TASK DIRECTIONS: Turn every line of the records below into a Markdown table with two columns, Row for the row number and Text for the line, skipping blank lines. Leave the pictures out of your answer.

INPUT RECORDS:
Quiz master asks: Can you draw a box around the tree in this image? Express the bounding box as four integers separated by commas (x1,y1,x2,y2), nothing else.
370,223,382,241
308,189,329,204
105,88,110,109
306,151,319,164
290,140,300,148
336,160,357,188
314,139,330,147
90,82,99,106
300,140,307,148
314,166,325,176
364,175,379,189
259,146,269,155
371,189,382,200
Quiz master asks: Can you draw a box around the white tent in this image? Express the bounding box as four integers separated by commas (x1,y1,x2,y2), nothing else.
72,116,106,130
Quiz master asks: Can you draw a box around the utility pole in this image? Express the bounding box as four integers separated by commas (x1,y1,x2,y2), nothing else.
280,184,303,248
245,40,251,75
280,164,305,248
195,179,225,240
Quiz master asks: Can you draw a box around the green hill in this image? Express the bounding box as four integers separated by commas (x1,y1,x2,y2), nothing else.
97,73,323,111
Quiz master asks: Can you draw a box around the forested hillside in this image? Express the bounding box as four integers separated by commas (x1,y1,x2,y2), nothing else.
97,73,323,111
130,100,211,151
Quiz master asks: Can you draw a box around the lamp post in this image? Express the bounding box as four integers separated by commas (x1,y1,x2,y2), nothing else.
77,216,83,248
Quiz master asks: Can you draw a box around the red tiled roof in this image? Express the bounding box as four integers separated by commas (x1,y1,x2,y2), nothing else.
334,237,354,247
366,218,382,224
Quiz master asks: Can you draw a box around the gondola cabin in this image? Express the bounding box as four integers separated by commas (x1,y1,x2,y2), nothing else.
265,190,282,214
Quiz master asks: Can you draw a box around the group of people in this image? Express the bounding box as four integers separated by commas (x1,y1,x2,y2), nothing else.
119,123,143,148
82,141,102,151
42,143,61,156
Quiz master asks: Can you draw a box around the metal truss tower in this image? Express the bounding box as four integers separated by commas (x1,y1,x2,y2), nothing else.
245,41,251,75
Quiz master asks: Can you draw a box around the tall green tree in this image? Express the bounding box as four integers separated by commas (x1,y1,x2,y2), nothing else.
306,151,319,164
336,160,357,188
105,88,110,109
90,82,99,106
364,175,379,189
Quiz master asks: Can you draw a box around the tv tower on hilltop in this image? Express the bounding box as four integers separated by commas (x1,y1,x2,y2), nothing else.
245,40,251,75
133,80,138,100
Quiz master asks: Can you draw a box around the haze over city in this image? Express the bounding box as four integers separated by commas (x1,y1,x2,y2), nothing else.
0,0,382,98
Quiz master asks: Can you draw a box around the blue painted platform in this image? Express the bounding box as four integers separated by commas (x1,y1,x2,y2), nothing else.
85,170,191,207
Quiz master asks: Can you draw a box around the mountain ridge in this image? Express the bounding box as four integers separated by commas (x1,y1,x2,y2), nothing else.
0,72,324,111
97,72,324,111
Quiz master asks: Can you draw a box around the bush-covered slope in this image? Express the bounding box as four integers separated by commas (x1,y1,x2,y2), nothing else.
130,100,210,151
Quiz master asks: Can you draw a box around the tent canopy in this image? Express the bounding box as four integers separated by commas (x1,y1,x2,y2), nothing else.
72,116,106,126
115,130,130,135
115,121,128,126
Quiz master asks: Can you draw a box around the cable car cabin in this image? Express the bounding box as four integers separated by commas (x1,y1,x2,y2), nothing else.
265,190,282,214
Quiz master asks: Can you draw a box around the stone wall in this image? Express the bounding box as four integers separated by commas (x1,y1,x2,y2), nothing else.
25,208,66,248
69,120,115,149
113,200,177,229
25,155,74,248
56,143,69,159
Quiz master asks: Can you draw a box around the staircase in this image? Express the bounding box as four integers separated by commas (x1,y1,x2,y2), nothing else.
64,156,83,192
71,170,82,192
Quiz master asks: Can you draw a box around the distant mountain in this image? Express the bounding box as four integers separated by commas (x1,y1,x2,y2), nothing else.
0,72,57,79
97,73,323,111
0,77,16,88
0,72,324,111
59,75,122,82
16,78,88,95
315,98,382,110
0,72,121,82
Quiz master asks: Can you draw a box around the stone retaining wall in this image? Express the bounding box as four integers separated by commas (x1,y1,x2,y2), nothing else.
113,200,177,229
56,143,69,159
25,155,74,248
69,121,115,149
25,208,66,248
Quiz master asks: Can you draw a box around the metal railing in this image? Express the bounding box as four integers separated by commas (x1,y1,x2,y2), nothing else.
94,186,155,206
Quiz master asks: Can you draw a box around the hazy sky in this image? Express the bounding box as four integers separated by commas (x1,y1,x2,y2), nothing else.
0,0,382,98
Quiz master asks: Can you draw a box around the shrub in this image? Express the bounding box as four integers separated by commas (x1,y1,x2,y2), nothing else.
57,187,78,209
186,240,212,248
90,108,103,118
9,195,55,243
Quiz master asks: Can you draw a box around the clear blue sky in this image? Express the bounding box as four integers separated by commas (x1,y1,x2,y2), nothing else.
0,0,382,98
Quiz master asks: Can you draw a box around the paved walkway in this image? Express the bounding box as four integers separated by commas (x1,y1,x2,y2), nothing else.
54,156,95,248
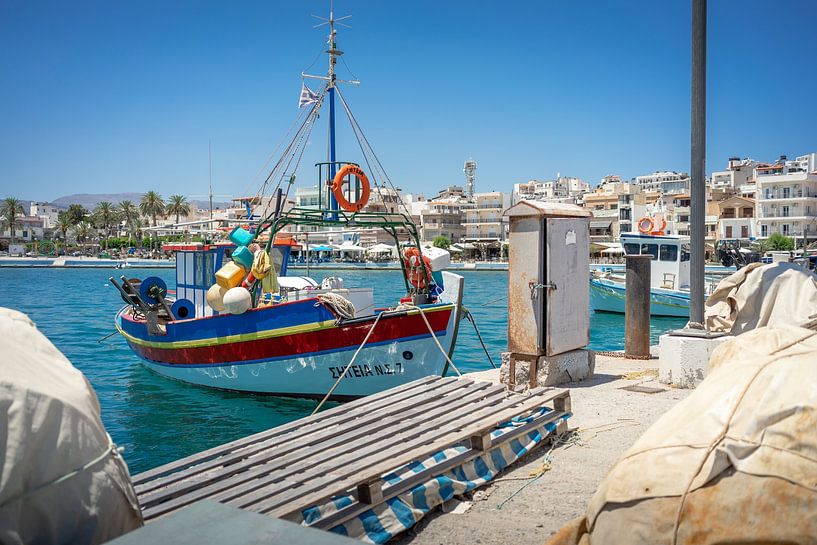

SOLUTION BELOW:
| Row | Text |
|---|---|
| 1 | Quiz master asks: Can you draw a box around the tree in this image? Express the bounding box as four integers separated by commas (x1,y1,x2,y2), nothing else. |
| 2 | 370,223,382,241 |
| 3 | 308,189,329,204 |
| 4 | 105,88,110,109 |
| 5 | 306,151,319,164 |
| 6 | 290,140,300,148 |
| 7 | 336,160,357,188 |
| 8 | 314,139,330,147 |
| 9 | 90,82,99,106 |
| 10 | 300,140,307,148 |
| 11 | 314,166,325,176 |
| 12 | 364,175,379,189 |
| 13 | 259,146,269,155 |
| 14 | 371,189,382,200 |
| 15 | Quiz master asks: Can you draw a box around the white tent in this image? Express the bounding box as four integers separated by commas (x1,y1,x2,y2), nothing else. |
| 16 | 72,116,106,130 |
| 17 | Quiz master asks: Can you draw a box around the utility pole in this image? Express the bounding box as four integers separated by commas (x1,y1,x2,y2), nothing else. |
| 18 | 280,184,303,248 |
| 19 | 245,40,251,75 |
| 20 | 280,164,305,248 |
| 21 | 195,179,225,240 |
| 22 | Quiz master asks: Can you draw a box around the green hill in this image? Express the bounding box as four integers separated by commas (x1,y1,x2,y2), nothing else. |
| 23 | 97,73,323,111 |
| 24 | Quiz master asks: Can you draw a box around the forested hillside in this image? Express the bounding box as four integers separated by commas (x1,y1,x2,y2), nothing else. |
| 25 | 97,73,323,111 |
| 26 | 130,100,211,151 |
| 27 | Quiz master asks: Can you draw a box around the lamp post in this image? Express the bounding box as four integers separated by commas (x1,y1,x2,y2), nothing else. |
| 28 | 77,216,83,248 |
| 29 | Quiz master asks: Can you draw a box around the red tiled roof in this image? Express the bounding box as four integers separated by commas (x1,y1,x2,y2), nothing else. |
| 30 | 334,237,354,247 |
| 31 | 366,218,382,224 |
| 32 | Quiz master asks: Can you draw a box around the gondola cabin in this image? Express the bounding box as four integers separated by commas (x1,y1,x2,y2), nothing else. |
| 33 | 265,190,282,214 |
| 34 | Quiz master asks: Can you draw a box around the group of people in this image? Express the bounding box as four integers separated by commas (x1,y1,x2,y2), nothing else. |
| 35 | 119,123,143,148 |
| 36 | 82,141,102,151 |
| 37 | 42,143,61,156 |
| 38 | Quiz master asks: Can you draw a box around the metal truss tower in this image? Express the bounding box as four integers separated by commas (x1,y1,x2,y2), nothing else. |
| 39 | 245,41,251,75 |
| 40 | Quiz master asks: Can you draw a box around the tall green tree in this image? Express the bounding box as four integers separated by commas (x1,y1,x2,y2), nothing else. |
| 41 | 306,151,319,164 |
| 42 | 336,160,357,188 |
| 43 | 105,88,110,109 |
| 44 | 90,82,99,106 |
| 45 | 364,175,379,189 |
| 46 | Quiz master asks: Can you draw a box around the tv tower on hilltop in this image? Express the bounding box as four integers separated by commas (x1,y1,x2,y2), nothing else. |
| 47 | 245,40,251,75 |
| 48 | 133,80,138,100 |
| 49 | Quiz master asks: Can you draw a box around the haze over city in this image? Express the bounding box as four integers separated by commas (x1,y1,x2,y2), nothing else. |
| 50 | 0,0,382,98 |
| 51 | Quiz master asks: Can you draw a box around the blue painted platform in this image? Express the bounding box as four integers separated by commas (x1,y1,x2,y2), nothing else. |
| 52 | 85,170,191,207 |
| 53 | Quiz master asks: Can you draw a box around the mountain ridge in this image? Express the bounding box as four integers separated by commas (x1,y1,x2,y2), nothing else. |
| 54 | 0,72,324,111 |
| 55 | 97,72,324,111 |
| 56 | Quiz master asks: Can you draw a box around the bush-covered slope in this image? Express the bounding box as four integers separated by commas (x1,y1,x2,y2), nothing else. |
| 57 | 130,100,210,151 |
| 58 | Quiz master asks: Can you draw a box around the tent canopy in this image? Express the bounding box as four integers separated by commas (x1,y1,x2,y2), nothing else. |
| 59 | 72,116,106,126 |
| 60 | 115,130,130,135 |
| 61 | 115,121,128,126 |
| 62 | Quiz master asks: Can you draw a box around the cable car cabin in this image? Express the bounding box as four integers separated by commas (x1,y1,x2,y2), nothing else. |
| 63 | 265,190,282,214 |
| 64 | Quiz master asks: Can you draw a box around the stone wall in this image? Express the bounding box as four integers separated by commas (x1,y1,x2,y2), nothing else. |
| 65 | 25,208,66,248 |
| 66 | 69,120,115,149 |
| 67 | 113,200,177,229 |
| 68 | 25,155,74,248 |
| 69 | 56,143,69,159 |
| 70 | Quiz master asks: Can you draw a box around the staircase in this image? Express the bounding box as four integers separated by commas (x1,y1,x2,y2), nothing else. |
| 71 | 64,156,83,192 |
| 72 | 71,170,82,192 |
| 73 | Quiz master asks: Can you draw a box around the distant mountain in this image? Express the bounding box as four integers separated by commas (x1,y1,x2,y2), nothing else. |
| 74 | 0,72,57,79 |
| 75 | 97,73,323,111 |
| 76 | 0,77,16,88 |
| 77 | 0,72,324,111 |
| 78 | 59,75,122,82 |
| 79 | 16,78,88,95 |
| 80 | 315,98,382,110 |
| 81 | 0,72,121,82 |
| 82 | Quiz master asks: Can you draw a box around the stone retaining wall in this image? Express the bounding box as four integers separated by commas (x1,y1,x2,y2), nothing else. |
| 83 | 113,200,177,229 |
| 84 | 56,143,69,159 |
| 85 | 25,155,74,248 |
| 86 | 69,121,115,149 |
| 87 | 25,208,66,248 |
| 88 | Quiz master asks: Can you draw a box around the metal railing in this image? Express the bounding box as four integers separated by commas (x1,y1,x2,y2), nothing else. |
| 89 | 94,186,155,206 |
| 90 | Quiz master asks: Can you draw a box around the hazy sky in this image? Express the bounding box as four integers separated by commas (x1,y1,x2,y2), nothing else. |
| 91 | 0,0,382,98 |
| 92 | Quiz master asks: Can you draw a box around the shrub in this image? Express the bounding box as four integers separated by commas (x1,y1,x2,y2), nothing else. |
| 93 | 57,187,78,209 |
| 94 | 186,240,212,248 |
| 95 | 90,108,103,118 |
| 96 | 9,195,55,243 |
| 97 | Quiz master asks: Can you draw a box around the clear blue sky in this image? Express the bounding box as four integers separated by commas (x1,y1,x2,y2), nothing else. |
| 98 | 0,0,382,98 |
| 99 | Quiz master asks: Can you draw a box around the paved walkway in this image? Express the bounding box as four integers separated by commas (x1,y1,x2,y2), nothing else. |
| 100 | 54,156,95,248 |